> [WHAT TO WORK ON] Each of the entries should be retyped precisely as it appears.

★ ★ ★ ★ ★ ★ ★

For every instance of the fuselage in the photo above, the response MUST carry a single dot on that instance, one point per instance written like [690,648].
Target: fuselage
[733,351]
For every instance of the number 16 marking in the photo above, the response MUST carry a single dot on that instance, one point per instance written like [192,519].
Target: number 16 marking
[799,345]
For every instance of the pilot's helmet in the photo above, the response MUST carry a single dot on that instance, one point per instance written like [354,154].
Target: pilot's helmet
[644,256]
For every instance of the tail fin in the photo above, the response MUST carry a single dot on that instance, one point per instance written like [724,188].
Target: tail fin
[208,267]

★ ★ ★ ★ ★ ★ ★

> [EXPECTED ANSWER]
For every instance of the fuselage in the photo above, the response MUST carry a single dot on that instance, one point per instance written like [690,648].
Target: fuselage
[733,351]
For every instance of the number 16 marking in the photo above, the response MUST carry a single dot on that instance, one point per instance written like [192,519].
Target: number 16 marking
[799,345]
For every instance of the pilot's helmet in the photo above, the response MUST carry a single dot on that instance, one point per instance written like [354,154].
Target: pilot's helmet
[644,256]
For every instance of the tail fin in the photo above, the response MUST carry a single dot on that instance, one point per instance written like [724,188].
Target: tail fin
[208,267]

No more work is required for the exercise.